━━━━━ ARTICOLO

Vivere dopo la morte

 

"Una bella invenzione il fonografo: permette all'uomo di vivere dopo la morte."

Questa frase viene pronunciata da Orlac (Colin Clive) mentre ascolta, avvilito, la registrazione di una sua esibizione al pianoforte, effettuata prima di subìre il trapianto della mani. Situazione che assume, per estensione dal fonografo al cinematografo, un aspetto sinistro: oggi Clive è davvero uno spettro di luce, che continua a vivere sullo schermo grazie a una pellicola sulla quale, eternamente, sono impresse le sue immagini.

 

Curiosità [1]

 

Scene di morti, feriti o morenti dopo il disastro del treno sono state censurate, mentre in altre versioni (tra le quali quella italiana del dvd Sinister) mancano le scene di tortura, ghigliottina e strangolamento.

 

La frase pronunciata da Gogol nelle battute finali, "Ogni uomo uccide le cose che ama", è stata prelevata dalla poesia di Oscar Wilde, "The ballad of reading gaol".

━━━━━━━━━━

ESERCIZIO SCRITTO 1:
Raccogli tutte le righe dei dati in cui compare la parola "young", distinguendo tra maiuscole e minuscole.

━━━━━ VOCI FORNITE

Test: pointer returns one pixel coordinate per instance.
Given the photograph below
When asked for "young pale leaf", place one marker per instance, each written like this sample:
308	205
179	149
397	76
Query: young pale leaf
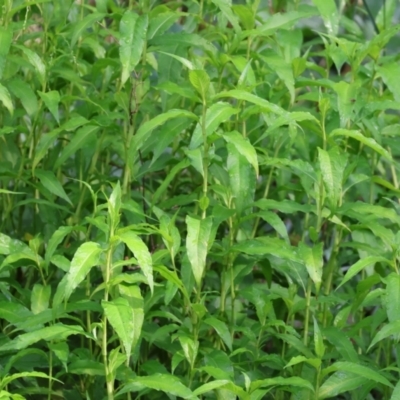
197	244
25	94
133	31
251	98
360	265
312	258
84	24
360	370
390	75
141	253
5	43
392	328
125	320
364	140
36	62
340	382
332	166
55	332
342	343
330	15
5	98
160	382
396	392
392	297
222	330
215	115
86	257
52	184
200	81
40	297
51	99
280	381
81	138
244	147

━━━━━━━━━━

ESERCIZIO SCRITTO 2:
Secondo l'articolo, da quale poesia di Oscar Wilde è stata presa la frase che Gogol pronuncia nelle battute finali?

RISPOSTA SCRITTA 1:
When asked for "young pale leaf", place one marker per instance, each written like this sample:
Query: young pale leaf

RISPOSTA SCRITTA 2:
Da "The ballad of reading gaol".